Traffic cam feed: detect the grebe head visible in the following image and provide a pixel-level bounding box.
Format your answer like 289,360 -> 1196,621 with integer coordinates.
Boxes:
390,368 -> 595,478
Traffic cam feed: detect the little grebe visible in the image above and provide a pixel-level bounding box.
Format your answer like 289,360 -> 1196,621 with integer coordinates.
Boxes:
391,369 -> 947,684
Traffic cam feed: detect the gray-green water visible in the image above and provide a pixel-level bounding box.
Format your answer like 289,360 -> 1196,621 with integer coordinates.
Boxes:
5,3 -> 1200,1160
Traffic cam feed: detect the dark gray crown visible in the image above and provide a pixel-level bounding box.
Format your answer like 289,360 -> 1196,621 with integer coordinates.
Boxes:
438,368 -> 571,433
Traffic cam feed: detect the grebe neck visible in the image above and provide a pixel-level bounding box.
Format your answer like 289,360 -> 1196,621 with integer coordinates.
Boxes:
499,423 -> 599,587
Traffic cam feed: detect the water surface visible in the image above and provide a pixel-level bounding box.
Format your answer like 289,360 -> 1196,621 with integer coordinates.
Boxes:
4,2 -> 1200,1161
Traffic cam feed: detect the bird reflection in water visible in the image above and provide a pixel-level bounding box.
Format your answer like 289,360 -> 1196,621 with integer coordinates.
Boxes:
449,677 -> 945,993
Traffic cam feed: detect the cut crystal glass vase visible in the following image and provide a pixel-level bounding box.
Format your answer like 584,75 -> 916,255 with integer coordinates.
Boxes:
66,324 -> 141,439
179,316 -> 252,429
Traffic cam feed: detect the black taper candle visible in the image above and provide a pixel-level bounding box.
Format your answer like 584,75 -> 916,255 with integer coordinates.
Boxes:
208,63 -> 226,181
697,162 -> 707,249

- - - -

Prompt — Copy from the entries only those lines that hold the word "water".

Answer space —
Traffic cam feed: detect the gray-green water visible in the image above and provide a pixel-level bounding box.
Traffic cam feed: detect the water surface visible in the image above and provide a pixel-level bounding box.
Traffic cam feed: detect the bird reflection in water visible in the image above and provide a pixel-level bounding box.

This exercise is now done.